- _WORK TO BE COMPLETED_: Pick out every line in the entries below that contains the string "railing", and copy each one.

- _EXERCISE MATERIAL_:
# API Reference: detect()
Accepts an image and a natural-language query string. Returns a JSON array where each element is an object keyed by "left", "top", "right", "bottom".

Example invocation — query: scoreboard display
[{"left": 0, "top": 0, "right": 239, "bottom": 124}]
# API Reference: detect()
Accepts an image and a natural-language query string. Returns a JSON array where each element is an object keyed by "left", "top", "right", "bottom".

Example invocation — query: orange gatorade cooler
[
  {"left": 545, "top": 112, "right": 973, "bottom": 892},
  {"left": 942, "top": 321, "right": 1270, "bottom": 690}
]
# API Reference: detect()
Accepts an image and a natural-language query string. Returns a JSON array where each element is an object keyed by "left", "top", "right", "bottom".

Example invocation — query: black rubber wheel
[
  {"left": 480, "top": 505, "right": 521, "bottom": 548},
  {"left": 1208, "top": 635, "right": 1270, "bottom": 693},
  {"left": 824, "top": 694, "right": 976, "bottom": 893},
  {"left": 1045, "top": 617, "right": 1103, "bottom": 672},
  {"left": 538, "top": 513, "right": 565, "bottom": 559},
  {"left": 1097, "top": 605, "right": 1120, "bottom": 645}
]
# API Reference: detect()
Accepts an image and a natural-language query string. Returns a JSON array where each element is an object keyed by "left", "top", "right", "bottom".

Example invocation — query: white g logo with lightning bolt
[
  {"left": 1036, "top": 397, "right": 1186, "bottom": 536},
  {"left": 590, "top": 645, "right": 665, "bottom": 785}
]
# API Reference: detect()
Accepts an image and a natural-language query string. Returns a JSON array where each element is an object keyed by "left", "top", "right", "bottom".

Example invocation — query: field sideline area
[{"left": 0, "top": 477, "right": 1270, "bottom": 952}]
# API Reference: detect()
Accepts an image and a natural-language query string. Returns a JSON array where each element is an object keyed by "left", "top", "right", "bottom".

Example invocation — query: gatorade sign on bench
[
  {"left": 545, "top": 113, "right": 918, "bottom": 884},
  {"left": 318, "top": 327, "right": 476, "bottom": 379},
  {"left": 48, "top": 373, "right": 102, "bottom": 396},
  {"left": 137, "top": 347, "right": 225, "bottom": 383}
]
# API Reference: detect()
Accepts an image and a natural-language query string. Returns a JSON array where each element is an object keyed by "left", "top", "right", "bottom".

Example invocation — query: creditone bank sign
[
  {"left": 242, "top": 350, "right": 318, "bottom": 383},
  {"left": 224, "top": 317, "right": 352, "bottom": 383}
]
---
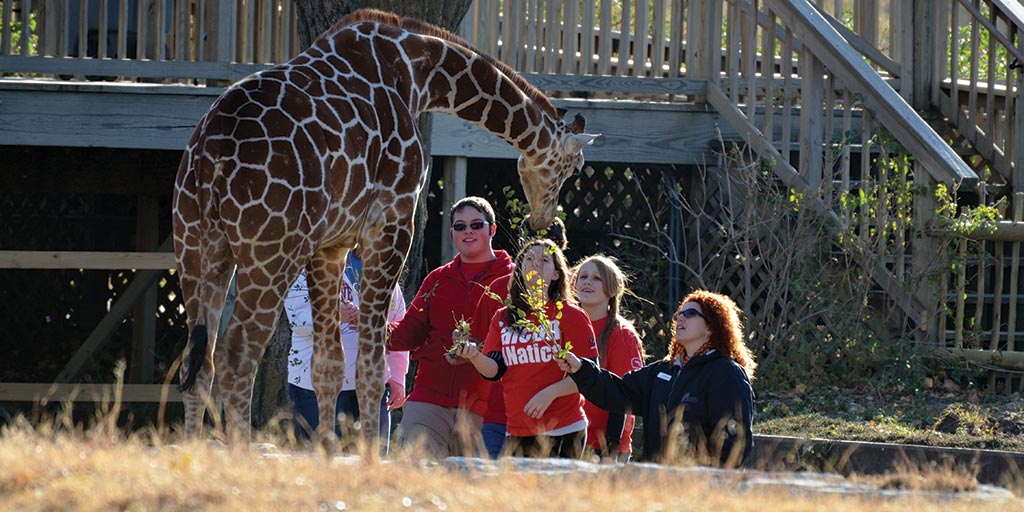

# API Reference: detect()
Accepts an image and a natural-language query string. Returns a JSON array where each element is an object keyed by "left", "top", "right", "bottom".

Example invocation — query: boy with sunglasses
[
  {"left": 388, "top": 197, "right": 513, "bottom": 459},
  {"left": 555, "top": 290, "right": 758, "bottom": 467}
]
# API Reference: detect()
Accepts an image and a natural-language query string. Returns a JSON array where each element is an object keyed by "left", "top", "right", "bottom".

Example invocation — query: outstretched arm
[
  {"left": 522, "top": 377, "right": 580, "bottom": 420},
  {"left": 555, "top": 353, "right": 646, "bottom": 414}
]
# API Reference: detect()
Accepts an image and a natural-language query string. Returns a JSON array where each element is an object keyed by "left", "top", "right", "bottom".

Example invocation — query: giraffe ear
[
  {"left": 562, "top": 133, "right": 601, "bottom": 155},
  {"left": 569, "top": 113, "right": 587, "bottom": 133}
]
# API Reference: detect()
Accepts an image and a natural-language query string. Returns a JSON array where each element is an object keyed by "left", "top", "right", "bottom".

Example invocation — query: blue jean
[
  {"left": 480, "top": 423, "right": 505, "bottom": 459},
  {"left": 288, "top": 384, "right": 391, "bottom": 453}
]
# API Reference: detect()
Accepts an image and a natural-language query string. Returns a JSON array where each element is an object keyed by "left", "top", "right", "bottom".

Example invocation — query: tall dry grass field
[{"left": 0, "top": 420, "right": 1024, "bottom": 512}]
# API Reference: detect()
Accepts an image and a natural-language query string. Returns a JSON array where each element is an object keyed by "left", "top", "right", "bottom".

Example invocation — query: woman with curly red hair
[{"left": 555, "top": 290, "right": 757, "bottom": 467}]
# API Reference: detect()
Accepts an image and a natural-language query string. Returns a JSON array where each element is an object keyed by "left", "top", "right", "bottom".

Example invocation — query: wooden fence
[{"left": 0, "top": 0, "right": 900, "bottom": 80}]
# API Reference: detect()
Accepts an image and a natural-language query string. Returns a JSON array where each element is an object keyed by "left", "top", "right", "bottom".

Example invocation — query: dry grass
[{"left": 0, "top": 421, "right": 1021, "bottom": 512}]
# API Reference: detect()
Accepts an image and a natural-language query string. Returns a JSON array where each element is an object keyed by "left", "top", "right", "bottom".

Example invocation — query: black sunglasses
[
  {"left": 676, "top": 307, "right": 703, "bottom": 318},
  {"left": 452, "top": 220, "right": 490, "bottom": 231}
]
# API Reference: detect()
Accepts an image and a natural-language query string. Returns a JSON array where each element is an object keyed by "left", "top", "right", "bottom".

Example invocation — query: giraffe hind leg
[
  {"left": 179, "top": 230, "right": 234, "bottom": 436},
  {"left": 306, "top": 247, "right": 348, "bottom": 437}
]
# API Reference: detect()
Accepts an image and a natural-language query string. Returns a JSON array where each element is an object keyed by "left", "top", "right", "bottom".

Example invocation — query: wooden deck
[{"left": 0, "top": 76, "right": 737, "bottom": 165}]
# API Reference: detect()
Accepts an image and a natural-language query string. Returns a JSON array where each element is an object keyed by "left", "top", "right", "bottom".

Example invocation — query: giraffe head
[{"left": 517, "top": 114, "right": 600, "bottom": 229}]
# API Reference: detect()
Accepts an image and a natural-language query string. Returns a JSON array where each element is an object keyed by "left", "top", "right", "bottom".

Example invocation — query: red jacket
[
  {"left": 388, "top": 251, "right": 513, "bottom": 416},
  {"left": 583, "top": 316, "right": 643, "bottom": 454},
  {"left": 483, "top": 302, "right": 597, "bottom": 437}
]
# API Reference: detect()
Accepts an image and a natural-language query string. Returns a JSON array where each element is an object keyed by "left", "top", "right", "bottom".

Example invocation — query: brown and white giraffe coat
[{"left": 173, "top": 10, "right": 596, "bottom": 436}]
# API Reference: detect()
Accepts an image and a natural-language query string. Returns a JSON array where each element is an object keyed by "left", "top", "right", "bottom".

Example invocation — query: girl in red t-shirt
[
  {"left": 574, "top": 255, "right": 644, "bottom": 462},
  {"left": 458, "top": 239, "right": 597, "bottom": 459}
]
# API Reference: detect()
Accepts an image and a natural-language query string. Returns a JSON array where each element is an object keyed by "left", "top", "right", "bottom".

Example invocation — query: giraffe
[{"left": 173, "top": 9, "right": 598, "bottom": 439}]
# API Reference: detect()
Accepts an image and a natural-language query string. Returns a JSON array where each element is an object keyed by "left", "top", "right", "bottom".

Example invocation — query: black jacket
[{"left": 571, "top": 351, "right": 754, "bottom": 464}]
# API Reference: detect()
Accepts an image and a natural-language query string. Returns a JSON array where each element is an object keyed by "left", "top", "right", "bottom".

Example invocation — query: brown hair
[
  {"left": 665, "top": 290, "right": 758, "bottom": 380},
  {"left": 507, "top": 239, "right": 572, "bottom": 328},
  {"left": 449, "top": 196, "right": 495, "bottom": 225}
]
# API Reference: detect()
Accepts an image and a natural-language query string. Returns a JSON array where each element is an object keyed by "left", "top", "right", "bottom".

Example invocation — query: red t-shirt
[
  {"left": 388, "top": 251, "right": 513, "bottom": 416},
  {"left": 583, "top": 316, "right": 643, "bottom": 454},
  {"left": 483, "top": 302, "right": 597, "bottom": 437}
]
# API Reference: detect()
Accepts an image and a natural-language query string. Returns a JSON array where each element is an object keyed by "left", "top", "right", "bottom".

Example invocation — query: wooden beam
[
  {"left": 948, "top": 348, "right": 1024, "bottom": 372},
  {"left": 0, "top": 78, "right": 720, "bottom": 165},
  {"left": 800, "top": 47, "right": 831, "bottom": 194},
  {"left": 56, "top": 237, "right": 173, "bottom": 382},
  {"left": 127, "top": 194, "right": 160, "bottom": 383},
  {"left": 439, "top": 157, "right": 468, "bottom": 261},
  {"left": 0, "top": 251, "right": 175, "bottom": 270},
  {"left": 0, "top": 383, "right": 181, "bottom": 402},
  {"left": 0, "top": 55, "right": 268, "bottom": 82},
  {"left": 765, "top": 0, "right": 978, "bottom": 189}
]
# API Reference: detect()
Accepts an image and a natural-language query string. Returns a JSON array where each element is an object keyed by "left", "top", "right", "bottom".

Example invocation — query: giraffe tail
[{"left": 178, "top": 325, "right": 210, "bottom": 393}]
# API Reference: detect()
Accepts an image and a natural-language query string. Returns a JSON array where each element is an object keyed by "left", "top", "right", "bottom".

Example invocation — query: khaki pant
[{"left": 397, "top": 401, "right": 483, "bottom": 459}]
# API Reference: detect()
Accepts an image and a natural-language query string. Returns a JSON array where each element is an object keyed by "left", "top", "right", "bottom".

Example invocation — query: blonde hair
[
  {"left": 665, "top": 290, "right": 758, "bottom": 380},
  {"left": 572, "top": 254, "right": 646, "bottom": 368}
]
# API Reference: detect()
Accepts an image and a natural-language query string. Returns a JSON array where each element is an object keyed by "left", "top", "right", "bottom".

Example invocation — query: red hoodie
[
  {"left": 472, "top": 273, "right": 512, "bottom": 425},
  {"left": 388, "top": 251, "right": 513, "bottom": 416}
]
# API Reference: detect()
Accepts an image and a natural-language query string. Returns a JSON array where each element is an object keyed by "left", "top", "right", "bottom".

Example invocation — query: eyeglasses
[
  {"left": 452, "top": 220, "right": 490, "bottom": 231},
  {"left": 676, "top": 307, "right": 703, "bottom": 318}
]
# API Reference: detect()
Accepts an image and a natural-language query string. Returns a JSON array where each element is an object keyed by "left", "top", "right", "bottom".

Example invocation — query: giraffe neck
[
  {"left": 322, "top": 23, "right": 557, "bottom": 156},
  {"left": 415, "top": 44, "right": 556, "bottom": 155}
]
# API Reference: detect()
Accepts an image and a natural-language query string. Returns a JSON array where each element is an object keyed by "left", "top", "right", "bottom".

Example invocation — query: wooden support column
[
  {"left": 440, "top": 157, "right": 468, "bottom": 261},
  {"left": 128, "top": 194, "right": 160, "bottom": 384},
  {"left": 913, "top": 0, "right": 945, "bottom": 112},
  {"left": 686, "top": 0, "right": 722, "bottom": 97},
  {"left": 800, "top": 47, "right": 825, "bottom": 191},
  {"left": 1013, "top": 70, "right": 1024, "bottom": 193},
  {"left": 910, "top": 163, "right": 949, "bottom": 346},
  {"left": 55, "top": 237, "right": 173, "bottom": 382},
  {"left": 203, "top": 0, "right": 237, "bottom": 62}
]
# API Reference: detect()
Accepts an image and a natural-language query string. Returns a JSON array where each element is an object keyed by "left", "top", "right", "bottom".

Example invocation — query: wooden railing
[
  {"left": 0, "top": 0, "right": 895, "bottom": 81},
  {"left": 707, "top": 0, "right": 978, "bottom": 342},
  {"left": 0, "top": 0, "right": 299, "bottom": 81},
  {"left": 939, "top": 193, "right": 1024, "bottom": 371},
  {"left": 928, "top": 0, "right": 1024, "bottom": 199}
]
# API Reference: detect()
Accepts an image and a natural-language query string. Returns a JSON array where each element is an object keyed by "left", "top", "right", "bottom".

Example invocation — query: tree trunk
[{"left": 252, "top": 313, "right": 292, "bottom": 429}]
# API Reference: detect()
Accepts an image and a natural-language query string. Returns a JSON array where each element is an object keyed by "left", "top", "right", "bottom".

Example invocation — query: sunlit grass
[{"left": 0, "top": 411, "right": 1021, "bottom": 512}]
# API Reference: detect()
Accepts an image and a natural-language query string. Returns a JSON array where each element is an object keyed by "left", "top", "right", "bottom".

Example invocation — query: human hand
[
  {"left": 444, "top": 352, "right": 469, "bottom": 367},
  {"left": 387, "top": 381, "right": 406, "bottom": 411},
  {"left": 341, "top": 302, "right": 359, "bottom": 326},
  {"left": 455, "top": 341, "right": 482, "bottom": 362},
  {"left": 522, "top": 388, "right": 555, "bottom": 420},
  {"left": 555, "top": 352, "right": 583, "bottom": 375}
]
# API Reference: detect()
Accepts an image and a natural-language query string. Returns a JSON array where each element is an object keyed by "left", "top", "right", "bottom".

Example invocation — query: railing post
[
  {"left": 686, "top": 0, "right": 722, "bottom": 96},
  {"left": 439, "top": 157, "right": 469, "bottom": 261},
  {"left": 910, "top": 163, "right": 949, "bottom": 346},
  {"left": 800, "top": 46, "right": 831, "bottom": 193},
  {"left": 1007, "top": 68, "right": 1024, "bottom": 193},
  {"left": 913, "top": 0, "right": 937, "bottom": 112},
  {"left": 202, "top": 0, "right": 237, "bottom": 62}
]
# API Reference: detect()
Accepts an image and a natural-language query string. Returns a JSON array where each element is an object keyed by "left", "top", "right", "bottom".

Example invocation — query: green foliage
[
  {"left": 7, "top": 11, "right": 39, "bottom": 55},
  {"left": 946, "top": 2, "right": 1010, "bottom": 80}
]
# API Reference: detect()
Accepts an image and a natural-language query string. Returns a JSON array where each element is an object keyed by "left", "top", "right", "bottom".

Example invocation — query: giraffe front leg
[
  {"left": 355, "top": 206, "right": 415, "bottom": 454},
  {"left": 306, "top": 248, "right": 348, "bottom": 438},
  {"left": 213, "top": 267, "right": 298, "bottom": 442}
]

- _OUTPUT FOR THIS EXERCISE_:
Example invocation — query: wooden railing
Example invocation — query: railing post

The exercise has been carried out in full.